**Consegna 1:** Nel testo sulla potestà giudiziaria della Chiesa, in quale comunità cristiana San Paolo fece uso della potestà coercitiva?
**Consegna 2:** Prosegui il testo sulla potestà giudiziaria della Chiesa partendo dal punto in cui si ferma.

**Testo di partenza:**
--------------------------------------------------
UN’ESPERIENZA SALDA E GLORIOSA
c) Una terza obiezione si appella alla libertà contro certe forme antiquate o troppo discrezionali, o troppo severe dell’esercizio della potestà giudiziaria. La discussione, in sede di revisione del Codice di Diritto Canonico, è aperta. Tutto quanto, ad esempio, si riferisce a messe in guardia, a condanne, a scomuniche porta la gelosa sensibilità odierna a pensare in termini di rifiuto, come di fronte a vestigia di un potere assolutistico ormai tramontato. Eppure non bisogna dimenticare che la potestà coercitiva è anch’essa fondata nell’esperienza della Chiesa primitiva, e già San Paolo ne fece uso nella comunità cristiana di Corinto (1 Cor. 5): basta la prospettiva di questa citazione, per far comprendere il significato pastorale di un provvedimento tanto severo, preso unicamente in vista della integrità spirituale e morale dell’intera Chiesa, e per il bene dello stesso colpevole: ut spiritus salvus sit in die Domini nostri Iesu Christi (Ibid. 5, 5).
Tale esercizio, nella forma e nella misura convenienti, è perciò al servizio del diritto della persona, come dell’ordine della comunità; esso rientra quindi nell’ambito della carità, e in questa luce va considerato e presentato, qualora circostanze gravi e proporzionate lo esigano per il bene comune, sia pure con la massima delicatezza e comprensione verso gli erranti. La sua applicazione pratica è allo studio, allo scopo di perfezionarla sempre di più, per adattarla alle esigenze del rispetto della persona umana, divenute oggi più severe e attente, e per inserirla così più armonicamente nel contesto della moderna realtà sociologica. Nessuno però vorrà contestare la necessità, l’opportunità e l’efficacia di tale esercizio, inerente all’essenza stessa della potestà giudiziaria, perché, come abbiamo detto, è anche esso espressione di quella carità, che è suprema legge nella Chiesa, e come dalla carità è mosso per la salvaguardia della comunità ecclesiale, così la carità ne fa comprendere la necessità a chi ne fosse oggetto, facendone a lui accettare con fruttuosa umiltà le penose conseguenze medicinali.
--------------------------------------------------
**Voci fornite:**

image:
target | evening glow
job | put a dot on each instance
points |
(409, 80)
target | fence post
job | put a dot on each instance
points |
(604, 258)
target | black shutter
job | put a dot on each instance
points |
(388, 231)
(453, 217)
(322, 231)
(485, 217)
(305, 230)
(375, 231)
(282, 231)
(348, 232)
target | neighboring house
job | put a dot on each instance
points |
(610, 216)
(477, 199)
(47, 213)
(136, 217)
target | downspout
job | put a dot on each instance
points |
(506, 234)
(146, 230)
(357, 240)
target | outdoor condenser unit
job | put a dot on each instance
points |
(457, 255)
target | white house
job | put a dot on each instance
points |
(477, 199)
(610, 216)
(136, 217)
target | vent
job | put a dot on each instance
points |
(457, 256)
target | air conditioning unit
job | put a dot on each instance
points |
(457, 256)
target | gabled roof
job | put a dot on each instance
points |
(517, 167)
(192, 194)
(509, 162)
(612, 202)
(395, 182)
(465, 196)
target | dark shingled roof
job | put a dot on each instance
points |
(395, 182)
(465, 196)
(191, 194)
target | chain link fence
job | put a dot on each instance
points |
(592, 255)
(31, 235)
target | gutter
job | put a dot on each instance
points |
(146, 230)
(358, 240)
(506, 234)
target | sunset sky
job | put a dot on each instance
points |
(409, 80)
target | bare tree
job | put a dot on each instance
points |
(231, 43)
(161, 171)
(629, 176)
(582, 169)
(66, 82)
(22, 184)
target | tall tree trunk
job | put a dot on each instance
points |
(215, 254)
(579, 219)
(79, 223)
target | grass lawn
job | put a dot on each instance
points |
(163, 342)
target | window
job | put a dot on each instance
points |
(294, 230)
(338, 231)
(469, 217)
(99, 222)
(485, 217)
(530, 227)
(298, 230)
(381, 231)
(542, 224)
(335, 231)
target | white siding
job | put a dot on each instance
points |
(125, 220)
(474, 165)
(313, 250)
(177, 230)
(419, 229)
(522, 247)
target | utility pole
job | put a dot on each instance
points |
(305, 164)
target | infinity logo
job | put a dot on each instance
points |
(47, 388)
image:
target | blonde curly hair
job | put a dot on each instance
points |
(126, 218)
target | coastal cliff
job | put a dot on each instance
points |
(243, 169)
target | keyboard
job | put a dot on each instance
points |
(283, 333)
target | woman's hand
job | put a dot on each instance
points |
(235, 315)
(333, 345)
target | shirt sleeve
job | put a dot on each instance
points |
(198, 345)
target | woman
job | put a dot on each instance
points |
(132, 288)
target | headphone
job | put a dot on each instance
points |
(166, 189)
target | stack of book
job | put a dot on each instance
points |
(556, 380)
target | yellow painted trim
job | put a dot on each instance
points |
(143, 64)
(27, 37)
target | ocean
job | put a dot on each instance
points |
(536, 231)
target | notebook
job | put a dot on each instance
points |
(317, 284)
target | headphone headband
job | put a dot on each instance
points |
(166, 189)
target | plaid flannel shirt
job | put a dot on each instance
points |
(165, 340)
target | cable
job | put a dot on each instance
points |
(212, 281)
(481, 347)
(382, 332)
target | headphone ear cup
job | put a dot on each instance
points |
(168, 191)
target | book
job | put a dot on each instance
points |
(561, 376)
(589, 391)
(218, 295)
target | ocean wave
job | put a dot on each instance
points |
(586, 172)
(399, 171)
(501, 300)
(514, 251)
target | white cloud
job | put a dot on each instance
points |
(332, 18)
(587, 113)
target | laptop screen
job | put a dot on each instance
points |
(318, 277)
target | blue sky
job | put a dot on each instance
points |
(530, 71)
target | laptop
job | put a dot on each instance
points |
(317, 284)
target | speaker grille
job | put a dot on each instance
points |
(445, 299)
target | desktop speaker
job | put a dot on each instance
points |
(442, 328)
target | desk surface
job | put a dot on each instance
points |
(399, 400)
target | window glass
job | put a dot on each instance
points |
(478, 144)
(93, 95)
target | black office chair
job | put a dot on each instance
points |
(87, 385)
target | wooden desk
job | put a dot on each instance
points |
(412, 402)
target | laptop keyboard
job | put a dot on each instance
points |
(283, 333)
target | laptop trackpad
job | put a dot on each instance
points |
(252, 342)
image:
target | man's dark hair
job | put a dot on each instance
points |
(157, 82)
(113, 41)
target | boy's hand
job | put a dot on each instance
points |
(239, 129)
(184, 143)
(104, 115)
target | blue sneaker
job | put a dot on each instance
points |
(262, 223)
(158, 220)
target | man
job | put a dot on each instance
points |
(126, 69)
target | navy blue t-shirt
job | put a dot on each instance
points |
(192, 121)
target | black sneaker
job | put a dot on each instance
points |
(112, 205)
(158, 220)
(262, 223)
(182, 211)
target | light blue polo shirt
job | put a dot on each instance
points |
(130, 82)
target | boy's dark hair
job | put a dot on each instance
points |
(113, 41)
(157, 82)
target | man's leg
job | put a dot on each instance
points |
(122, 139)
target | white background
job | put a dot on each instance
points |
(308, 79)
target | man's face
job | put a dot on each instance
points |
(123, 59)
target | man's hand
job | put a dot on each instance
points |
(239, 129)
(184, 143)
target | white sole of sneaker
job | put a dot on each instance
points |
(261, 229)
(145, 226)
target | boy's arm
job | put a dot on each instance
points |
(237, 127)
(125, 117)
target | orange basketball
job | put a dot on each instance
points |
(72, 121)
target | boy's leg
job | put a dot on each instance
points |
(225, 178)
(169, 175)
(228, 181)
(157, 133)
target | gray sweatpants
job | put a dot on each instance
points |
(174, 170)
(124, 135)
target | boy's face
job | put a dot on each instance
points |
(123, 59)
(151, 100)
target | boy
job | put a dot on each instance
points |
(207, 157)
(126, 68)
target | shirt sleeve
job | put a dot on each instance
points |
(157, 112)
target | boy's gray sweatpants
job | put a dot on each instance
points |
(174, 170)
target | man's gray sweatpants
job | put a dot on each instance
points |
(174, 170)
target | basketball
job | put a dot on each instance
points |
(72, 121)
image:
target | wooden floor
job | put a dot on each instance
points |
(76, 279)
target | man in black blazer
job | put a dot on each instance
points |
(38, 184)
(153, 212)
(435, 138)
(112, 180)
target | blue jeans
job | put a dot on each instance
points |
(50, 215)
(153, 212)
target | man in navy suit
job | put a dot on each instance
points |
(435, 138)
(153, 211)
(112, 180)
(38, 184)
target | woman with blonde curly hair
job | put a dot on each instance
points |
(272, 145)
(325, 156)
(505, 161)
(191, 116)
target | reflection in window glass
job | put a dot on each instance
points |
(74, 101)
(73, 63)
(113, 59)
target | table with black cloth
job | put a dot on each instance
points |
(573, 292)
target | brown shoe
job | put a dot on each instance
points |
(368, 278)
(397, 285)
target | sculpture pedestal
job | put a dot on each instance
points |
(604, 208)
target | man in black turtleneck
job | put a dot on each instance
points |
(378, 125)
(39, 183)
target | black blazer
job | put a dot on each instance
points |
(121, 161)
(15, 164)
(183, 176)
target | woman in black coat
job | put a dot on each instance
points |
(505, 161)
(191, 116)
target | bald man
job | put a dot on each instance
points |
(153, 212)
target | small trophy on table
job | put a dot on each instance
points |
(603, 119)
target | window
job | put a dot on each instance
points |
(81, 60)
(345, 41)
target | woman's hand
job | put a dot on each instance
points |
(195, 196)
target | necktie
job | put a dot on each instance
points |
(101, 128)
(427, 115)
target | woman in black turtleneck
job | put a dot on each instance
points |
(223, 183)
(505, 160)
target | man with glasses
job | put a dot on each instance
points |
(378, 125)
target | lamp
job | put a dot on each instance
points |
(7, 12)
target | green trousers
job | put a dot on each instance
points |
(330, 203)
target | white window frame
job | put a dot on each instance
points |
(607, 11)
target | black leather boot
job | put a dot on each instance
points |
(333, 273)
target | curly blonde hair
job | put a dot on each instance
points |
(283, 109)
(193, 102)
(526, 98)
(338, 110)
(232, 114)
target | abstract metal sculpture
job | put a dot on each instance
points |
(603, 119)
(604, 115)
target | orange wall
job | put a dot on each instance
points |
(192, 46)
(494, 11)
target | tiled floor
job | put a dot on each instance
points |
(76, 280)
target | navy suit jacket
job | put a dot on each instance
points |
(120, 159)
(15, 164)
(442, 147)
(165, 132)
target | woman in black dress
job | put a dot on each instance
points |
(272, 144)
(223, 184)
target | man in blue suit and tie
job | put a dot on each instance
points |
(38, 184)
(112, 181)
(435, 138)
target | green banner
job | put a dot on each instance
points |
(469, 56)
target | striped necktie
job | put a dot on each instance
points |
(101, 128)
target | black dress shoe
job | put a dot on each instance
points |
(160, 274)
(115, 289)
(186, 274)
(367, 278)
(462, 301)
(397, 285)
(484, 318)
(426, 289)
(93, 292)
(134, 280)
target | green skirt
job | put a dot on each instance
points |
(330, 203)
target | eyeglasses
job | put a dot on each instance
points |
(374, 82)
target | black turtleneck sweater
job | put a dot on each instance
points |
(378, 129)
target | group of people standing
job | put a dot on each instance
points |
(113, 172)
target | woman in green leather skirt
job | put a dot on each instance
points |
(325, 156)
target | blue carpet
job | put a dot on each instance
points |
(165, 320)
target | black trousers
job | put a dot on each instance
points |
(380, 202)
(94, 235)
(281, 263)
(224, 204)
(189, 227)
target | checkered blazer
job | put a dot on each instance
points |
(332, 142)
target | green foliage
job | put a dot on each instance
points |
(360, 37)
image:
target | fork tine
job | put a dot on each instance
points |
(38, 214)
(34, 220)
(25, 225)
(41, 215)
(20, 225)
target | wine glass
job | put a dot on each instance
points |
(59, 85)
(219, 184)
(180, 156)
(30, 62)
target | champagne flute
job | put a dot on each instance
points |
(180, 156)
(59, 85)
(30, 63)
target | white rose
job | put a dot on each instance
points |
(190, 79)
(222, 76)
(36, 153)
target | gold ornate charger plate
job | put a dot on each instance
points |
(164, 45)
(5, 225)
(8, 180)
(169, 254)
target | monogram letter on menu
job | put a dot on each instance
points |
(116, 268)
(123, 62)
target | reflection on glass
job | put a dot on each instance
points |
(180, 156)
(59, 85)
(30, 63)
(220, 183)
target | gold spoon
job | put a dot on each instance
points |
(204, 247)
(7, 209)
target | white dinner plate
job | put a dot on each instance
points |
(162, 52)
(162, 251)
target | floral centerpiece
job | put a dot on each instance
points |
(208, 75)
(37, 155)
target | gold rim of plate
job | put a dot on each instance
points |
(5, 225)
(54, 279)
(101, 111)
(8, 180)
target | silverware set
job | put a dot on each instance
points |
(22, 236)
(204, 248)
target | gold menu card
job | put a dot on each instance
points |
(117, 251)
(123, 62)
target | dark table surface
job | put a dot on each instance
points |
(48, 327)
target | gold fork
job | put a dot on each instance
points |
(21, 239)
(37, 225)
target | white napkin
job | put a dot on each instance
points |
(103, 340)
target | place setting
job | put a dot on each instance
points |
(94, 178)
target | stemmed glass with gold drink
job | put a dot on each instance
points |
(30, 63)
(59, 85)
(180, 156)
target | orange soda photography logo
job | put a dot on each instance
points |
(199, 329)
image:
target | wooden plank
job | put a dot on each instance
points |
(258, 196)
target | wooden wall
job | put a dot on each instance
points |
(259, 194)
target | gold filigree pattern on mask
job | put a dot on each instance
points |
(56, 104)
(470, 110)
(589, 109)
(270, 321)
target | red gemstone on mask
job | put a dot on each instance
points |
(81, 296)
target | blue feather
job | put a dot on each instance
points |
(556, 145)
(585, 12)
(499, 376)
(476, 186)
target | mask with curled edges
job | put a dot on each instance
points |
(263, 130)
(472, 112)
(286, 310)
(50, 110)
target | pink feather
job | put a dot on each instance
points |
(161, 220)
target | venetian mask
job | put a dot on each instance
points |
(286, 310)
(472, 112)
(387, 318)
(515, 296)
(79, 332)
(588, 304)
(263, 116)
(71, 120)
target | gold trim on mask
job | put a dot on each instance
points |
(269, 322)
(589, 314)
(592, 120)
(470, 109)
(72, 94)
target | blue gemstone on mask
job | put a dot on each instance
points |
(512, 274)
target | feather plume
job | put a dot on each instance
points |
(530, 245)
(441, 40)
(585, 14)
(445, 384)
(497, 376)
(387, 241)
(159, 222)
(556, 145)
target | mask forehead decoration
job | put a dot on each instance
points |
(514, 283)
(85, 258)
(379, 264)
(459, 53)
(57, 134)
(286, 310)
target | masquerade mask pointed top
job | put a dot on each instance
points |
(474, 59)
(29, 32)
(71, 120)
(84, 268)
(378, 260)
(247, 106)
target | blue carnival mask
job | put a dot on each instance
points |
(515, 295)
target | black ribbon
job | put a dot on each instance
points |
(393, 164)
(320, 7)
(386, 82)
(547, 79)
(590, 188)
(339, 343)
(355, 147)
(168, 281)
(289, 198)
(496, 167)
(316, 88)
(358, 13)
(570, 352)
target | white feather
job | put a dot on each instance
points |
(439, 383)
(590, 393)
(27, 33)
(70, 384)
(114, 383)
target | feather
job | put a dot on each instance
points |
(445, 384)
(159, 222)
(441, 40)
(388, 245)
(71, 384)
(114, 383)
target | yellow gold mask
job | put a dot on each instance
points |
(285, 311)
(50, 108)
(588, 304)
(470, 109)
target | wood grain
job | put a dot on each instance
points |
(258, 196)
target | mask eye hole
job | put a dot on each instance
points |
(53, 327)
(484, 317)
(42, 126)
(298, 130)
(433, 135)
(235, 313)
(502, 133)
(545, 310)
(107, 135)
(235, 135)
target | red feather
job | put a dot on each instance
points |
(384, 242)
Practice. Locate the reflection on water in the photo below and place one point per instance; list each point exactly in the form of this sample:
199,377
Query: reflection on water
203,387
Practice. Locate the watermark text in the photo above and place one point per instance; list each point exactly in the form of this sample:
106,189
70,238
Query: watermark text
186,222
--------------------------------------------------
**Risposta 1:** Nella comunità cristiana di Corinto.

**Risposta 2:**
Vorremmo perciò non solo a voi, insigni estimatori della Legge e saggi interpreti delle sue regole, ma anche a tutti i Nostri figli ripetere l’invito del Concilio, nel citato Decreto sulla libertà religiosa, «ad adoperarsi per formare esseri umani i quali, nel pieno riconoscimento dell’ordine morale, sappiano obbedire alla legittima autorità e siano amanti della genuina libertà» (Dignitatis humanae, 8). E siamo assai lieti che l’odierno incontro ci abbia permesso di intrattenervi, sia pure frammentariamente, su di un problema tanto importante e sentito. A voi ripetiamo, col Nostro vivo compiacimento, l’esortazione paterna che ci sgorga dal cuore, in questa circostanza solenne e a Noi sempre tanto gradita: esercitate con alta coscienza cristiana il vostro ufficio; fate onore alla Chiesa, rispondendo con assoluta dedizione alla fiducia che essa ripone in voi; servite le anime, con umiltà, con amore e con disinteresse. La grazia del Signore vi accompagni sempre, e vi sia di luce quotidiana, vi infonda la forza necessaria, vi dia pace profonda.
È il Nostro augurio, che vi facciamo di tutto cuore in occasione dell’inaugurazione dell’Anno giudiziario : e lo accompagniamo con la Nostra Apostolica Benedizione.